━━━ DATA SECTION

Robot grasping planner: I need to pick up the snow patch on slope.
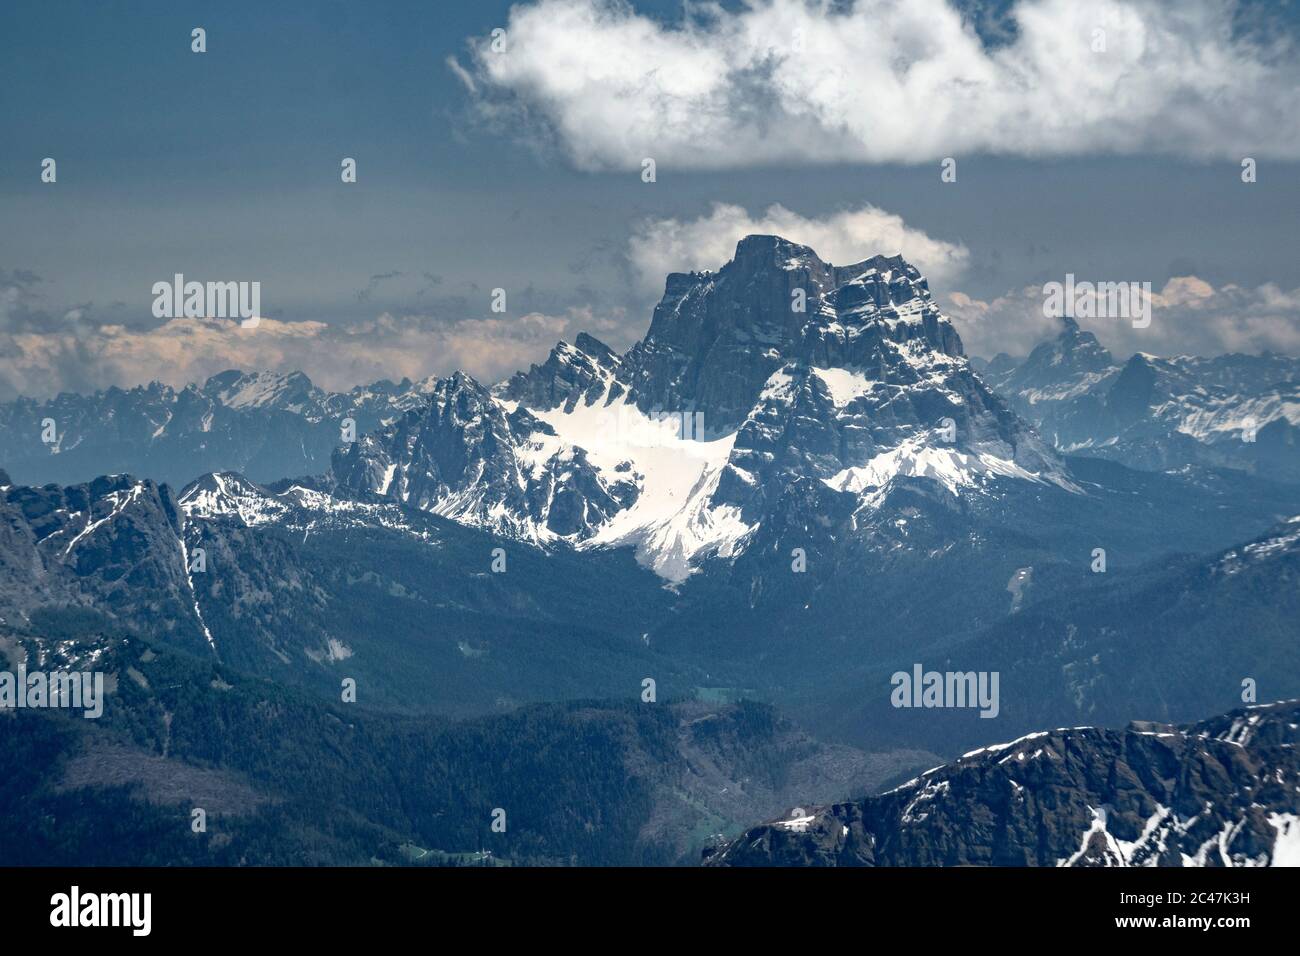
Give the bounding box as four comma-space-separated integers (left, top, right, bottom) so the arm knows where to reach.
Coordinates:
531, 390, 749, 582
1268, 813, 1300, 867
178, 529, 216, 652
824, 438, 1077, 500
179, 473, 290, 526
810, 367, 877, 408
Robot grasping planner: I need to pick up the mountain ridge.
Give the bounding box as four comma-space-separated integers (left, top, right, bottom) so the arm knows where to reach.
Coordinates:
705, 698, 1300, 867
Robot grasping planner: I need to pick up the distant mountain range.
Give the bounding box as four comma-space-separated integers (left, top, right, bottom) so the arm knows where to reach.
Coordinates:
975, 318, 1300, 483
0, 369, 440, 488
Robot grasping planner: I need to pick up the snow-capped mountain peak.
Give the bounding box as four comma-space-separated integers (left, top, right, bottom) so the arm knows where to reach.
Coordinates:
327, 236, 1075, 581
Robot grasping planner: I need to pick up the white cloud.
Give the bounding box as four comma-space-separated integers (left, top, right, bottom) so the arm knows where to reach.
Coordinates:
942, 288, 1065, 358
943, 277, 1300, 358
628, 201, 970, 294
461, 0, 1300, 169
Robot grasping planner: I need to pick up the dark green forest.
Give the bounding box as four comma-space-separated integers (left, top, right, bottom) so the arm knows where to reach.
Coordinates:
0, 608, 822, 866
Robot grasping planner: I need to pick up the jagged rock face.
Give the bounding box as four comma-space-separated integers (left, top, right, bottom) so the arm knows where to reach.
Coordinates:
0, 370, 439, 488
0, 473, 201, 644
1113, 354, 1300, 481
332, 371, 637, 541
706, 700, 1300, 867
499, 332, 627, 412
619, 236, 964, 433
715, 351, 1057, 522
0, 464, 698, 716
985, 322, 1300, 482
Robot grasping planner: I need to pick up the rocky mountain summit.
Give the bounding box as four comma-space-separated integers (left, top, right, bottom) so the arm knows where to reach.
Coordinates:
612, 237, 964, 431
706, 699, 1300, 867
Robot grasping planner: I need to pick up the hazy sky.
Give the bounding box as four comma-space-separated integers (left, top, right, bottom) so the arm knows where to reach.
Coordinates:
2, 0, 1299, 399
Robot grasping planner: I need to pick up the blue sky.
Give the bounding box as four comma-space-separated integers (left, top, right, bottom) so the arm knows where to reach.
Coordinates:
2, 0, 1298, 398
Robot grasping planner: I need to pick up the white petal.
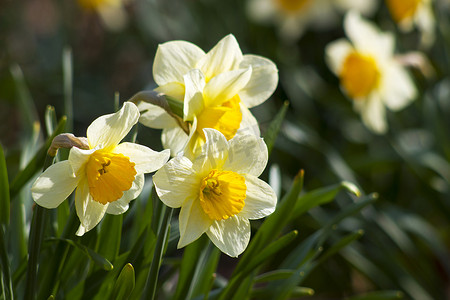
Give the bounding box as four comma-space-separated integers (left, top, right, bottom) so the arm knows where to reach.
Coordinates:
239, 175, 277, 220
153, 41, 205, 86
192, 128, 229, 176
68, 147, 95, 175
345, 11, 394, 58
197, 34, 243, 80
203, 68, 252, 107
237, 104, 260, 137
238, 55, 278, 108
359, 94, 387, 134
75, 178, 108, 236
382, 64, 417, 111
206, 216, 250, 257
155, 82, 186, 102
178, 196, 212, 248
138, 101, 177, 129
114, 142, 170, 174
224, 135, 268, 177
87, 102, 139, 149
31, 161, 78, 209
153, 156, 199, 208
325, 39, 353, 74
183, 69, 206, 121
161, 126, 190, 157
106, 174, 144, 215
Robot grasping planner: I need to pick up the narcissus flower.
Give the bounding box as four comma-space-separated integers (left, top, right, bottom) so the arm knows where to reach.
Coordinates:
326, 11, 417, 134
153, 129, 277, 257
246, 0, 377, 41
31, 102, 170, 235
78, 0, 128, 31
246, 0, 337, 40
385, 0, 435, 47
138, 34, 278, 158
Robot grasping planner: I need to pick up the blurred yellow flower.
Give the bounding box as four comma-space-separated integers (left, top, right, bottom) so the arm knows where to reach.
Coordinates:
78, 0, 128, 31
31, 102, 170, 235
326, 12, 417, 134
139, 34, 278, 158
246, 0, 377, 41
386, 0, 435, 47
153, 129, 277, 257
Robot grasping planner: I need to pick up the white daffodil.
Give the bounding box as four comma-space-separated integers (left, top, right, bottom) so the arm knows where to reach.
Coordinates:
31, 102, 170, 236
246, 0, 337, 41
153, 128, 277, 257
385, 0, 435, 47
325, 11, 417, 134
335, 0, 378, 16
138, 34, 278, 158
78, 0, 128, 31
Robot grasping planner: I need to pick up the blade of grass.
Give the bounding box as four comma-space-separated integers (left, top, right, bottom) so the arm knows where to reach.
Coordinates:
62, 47, 73, 132
142, 205, 173, 300
264, 101, 289, 155
0, 225, 13, 300
0, 145, 10, 225
24, 154, 54, 300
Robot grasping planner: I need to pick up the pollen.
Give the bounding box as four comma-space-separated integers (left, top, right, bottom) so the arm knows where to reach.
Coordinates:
386, 0, 421, 22
86, 150, 137, 204
340, 52, 380, 99
199, 169, 246, 221
275, 0, 310, 14
196, 95, 242, 141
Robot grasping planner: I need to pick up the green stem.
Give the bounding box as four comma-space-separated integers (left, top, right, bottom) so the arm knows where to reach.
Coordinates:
24, 155, 54, 300
142, 205, 173, 300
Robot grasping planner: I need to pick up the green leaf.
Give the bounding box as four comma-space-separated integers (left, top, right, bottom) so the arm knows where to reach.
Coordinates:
9, 116, 67, 200
112, 263, 135, 300
317, 230, 364, 264
347, 290, 404, 300
264, 101, 289, 155
250, 286, 314, 299
142, 205, 173, 300
96, 214, 123, 262
0, 145, 10, 225
44, 105, 57, 138
47, 238, 113, 271
0, 226, 13, 300
291, 181, 361, 221
189, 244, 220, 299
254, 270, 294, 283
239, 230, 298, 278
63, 47, 73, 132
234, 170, 304, 275
173, 236, 209, 300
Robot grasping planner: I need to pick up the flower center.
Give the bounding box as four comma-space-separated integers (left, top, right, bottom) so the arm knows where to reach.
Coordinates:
386, 0, 421, 22
275, 0, 311, 14
199, 169, 246, 221
196, 95, 242, 141
86, 150, 136, 204
340, 52, 380, 99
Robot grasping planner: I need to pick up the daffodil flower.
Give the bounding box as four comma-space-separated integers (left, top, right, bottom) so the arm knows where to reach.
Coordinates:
325, 11, 417, 134
153, 128, 277, 257
31, 102, 170, 236
138, 34, 278, 158
385, 0, 435, 47
78, 0, 128, 31
246, 0, 377, 41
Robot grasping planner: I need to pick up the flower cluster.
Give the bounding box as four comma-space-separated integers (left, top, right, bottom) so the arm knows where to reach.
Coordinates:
32, 35, 278, 257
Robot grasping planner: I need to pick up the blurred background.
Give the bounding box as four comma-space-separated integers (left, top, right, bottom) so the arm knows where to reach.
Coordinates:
1, 0, 449, 299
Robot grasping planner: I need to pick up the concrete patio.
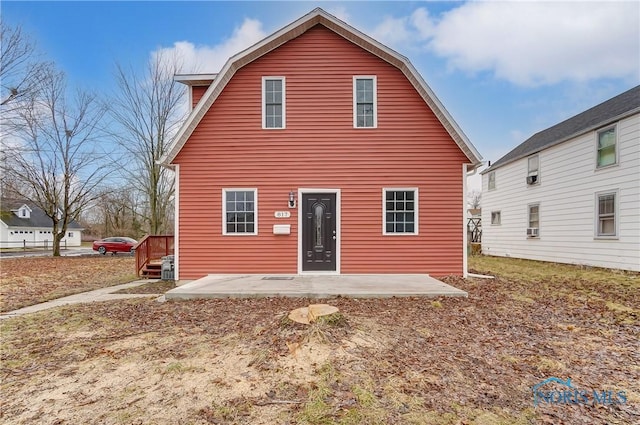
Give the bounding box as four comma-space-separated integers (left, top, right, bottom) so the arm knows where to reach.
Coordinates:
165, 274, 467, 300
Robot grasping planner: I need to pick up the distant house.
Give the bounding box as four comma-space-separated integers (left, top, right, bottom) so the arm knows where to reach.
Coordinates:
160, 8, 483, 280
481, 86, 640, 272
0, 198, 83, 248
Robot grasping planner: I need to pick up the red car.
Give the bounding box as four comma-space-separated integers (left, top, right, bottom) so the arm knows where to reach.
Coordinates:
92, 237, 138, 255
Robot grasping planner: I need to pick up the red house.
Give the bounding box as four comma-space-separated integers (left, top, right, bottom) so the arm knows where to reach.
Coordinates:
161, 8, 482, 280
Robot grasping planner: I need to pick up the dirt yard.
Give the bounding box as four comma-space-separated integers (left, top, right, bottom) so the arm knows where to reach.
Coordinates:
0, 257, 638, 424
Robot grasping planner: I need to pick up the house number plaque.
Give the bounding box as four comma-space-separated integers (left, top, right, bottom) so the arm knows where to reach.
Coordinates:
274, 211, 291, 218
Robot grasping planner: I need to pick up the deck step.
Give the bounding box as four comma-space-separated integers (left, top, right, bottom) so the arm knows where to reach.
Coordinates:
141, 261, 162, 279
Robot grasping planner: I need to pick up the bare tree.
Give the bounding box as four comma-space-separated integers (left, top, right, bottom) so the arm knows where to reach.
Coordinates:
1, 68, 111, 255
1, 21, 51, 196
109, 51, 185, 235
91, 186, 144, 238
467, 190, 482, 210
0, 21, 49, 111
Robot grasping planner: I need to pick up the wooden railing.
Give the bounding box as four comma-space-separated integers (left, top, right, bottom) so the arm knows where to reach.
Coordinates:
134, 235, 174, 277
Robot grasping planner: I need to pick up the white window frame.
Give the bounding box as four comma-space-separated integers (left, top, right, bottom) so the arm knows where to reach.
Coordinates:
353, 76, 377, 128
595, 190, 618, 239
262, 77, 285, 129
527, 203, 540, 237
222, 188, 258, 235
382, 188, 418, 235
527, 154, 540, 185
595, 124, 618, 169
491, 211, 501, 225
488, 171, 496, 191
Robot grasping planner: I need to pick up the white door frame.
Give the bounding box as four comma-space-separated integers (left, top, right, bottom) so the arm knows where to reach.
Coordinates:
297, 188, 341, 274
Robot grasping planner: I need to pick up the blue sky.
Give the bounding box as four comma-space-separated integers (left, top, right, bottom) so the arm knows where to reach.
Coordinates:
3, 1, 639, 191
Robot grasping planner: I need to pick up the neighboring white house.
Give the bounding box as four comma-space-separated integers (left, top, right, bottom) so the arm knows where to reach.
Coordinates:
0, 198, 83, 248
481, 86, 640, 272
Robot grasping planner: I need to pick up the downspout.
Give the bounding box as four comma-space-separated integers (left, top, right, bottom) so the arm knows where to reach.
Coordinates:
463, 164, 469, 278
172, 163, 179, 281
158, 161, 179, 281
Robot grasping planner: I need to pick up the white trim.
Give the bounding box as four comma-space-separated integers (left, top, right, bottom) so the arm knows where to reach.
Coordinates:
353, 75, 377, 128
594, 189, 619, 239
382, 187, 419, 235
527, 202, 540, 238
174, 164, 180, 280
462, 164, 468, 278
222, 188, 258, 236
262, 76, 286, 129
488, 171, 496, 191
297, 188, 341, 275
159, 8, 482, 167
174, 74, 218, 84
595, 123, 619, 170
527, 154, 540, 185
490, 211, 501, 225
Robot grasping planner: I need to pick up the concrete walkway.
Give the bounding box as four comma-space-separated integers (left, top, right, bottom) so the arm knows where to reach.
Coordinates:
0, 280, 160, 320
166, 274, 467, 300
1, 274, 468, 320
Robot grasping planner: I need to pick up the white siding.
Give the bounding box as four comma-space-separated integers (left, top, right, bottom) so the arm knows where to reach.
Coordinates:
0, 226, 82, 248
482, 112, 640, 271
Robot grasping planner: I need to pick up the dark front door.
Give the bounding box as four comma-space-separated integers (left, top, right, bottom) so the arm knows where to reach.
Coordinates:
302, 193, 336, 272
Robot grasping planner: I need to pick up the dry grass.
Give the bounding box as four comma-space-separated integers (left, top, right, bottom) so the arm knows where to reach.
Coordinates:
0, 256, 136, 312
0, 255, 638, 424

━━━━━━

WORK INSTRUCTIONS:
Go to the line in the material above that contains "Robot grasping planner: I need to pick up the flower cluster." and copy exactly from there through the line that contains "the blurred background.", stopping after it.

TASK RESULT:
Robot grasping planner: I need to pick up the flower cluster.
Give the bounding box as four comma-space-separated integers (left, top, right, bottom) so the arm knows where to reach.
Coordinates:
32, 35, 278, 257
Robot grasping planner: I need to pick up the blurred background.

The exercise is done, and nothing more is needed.